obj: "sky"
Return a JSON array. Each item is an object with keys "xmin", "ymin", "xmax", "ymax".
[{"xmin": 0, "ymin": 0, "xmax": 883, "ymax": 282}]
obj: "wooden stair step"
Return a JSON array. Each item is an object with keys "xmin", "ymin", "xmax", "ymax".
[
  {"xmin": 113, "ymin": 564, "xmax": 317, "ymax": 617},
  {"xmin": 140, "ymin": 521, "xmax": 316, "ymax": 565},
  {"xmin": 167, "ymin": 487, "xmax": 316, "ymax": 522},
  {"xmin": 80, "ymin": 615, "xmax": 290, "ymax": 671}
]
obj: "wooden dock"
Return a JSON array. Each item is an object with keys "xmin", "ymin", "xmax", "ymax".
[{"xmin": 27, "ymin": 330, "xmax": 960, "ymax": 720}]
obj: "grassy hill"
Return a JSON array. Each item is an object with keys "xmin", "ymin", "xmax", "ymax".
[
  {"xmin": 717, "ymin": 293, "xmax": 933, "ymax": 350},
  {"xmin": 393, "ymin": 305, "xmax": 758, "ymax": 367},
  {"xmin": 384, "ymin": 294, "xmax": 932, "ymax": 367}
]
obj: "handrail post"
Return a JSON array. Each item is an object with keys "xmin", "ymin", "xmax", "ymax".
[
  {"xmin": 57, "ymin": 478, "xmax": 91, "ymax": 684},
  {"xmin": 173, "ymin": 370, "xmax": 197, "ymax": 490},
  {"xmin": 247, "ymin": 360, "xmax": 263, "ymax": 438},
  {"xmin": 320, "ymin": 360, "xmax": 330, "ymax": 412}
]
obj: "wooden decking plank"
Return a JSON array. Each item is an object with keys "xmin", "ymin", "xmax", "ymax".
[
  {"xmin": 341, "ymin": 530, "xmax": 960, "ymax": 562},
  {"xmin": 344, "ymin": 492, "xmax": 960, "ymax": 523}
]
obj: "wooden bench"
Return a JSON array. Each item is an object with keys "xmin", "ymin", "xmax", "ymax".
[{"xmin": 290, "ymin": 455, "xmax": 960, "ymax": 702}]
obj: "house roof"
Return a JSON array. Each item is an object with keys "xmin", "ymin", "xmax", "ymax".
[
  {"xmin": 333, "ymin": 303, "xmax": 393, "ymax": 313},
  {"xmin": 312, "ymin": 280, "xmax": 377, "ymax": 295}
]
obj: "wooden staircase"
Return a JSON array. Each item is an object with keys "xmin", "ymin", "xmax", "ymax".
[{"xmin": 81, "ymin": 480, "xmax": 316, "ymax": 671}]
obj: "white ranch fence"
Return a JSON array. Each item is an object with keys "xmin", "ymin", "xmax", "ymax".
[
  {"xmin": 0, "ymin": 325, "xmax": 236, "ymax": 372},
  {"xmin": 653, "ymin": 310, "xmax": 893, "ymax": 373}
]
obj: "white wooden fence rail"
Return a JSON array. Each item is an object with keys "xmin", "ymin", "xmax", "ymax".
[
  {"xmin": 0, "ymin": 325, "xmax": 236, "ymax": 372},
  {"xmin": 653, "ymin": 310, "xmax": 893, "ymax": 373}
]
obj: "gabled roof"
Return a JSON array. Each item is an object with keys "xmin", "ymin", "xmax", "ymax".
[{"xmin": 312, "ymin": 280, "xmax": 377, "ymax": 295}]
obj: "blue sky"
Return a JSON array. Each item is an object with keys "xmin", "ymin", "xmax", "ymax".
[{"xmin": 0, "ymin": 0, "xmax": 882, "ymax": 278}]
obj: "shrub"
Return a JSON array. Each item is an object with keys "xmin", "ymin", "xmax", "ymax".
══════════════════════════════
### WHAT THE TASK ASKS:
Give only the number of lines in the entries above that contain the word "fence".

### THE COMPLETED TASK:
2